- _EXERCISE_
Looking through the listing below, state how many lines have the word "flower" in them. Only the number should be given.
* * * * * * *
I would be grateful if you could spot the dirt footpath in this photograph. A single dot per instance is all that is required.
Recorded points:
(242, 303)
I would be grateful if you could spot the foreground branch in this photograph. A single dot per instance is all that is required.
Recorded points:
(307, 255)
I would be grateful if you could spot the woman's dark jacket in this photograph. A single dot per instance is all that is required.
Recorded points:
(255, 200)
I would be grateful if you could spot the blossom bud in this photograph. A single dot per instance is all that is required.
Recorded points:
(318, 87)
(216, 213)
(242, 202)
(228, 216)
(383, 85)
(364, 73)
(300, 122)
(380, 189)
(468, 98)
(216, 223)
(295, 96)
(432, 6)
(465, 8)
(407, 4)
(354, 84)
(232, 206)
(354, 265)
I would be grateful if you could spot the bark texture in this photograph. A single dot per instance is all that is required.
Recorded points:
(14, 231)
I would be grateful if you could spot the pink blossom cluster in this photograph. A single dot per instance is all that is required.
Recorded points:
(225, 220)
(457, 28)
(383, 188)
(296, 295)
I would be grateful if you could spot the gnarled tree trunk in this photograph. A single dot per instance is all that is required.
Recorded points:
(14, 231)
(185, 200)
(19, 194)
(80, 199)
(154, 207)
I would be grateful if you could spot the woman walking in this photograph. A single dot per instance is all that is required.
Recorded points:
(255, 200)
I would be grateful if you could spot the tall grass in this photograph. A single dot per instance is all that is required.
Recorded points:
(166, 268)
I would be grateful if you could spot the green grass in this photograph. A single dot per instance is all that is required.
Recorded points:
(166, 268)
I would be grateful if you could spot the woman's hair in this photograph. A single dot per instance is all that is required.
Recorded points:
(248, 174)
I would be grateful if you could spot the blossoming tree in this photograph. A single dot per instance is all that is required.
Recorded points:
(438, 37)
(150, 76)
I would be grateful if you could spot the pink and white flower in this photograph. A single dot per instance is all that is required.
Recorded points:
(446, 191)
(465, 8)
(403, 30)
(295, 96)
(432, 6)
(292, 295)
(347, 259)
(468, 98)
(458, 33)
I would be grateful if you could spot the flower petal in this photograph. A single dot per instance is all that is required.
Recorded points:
* * * * * * *
- _ANSWER BOX_
2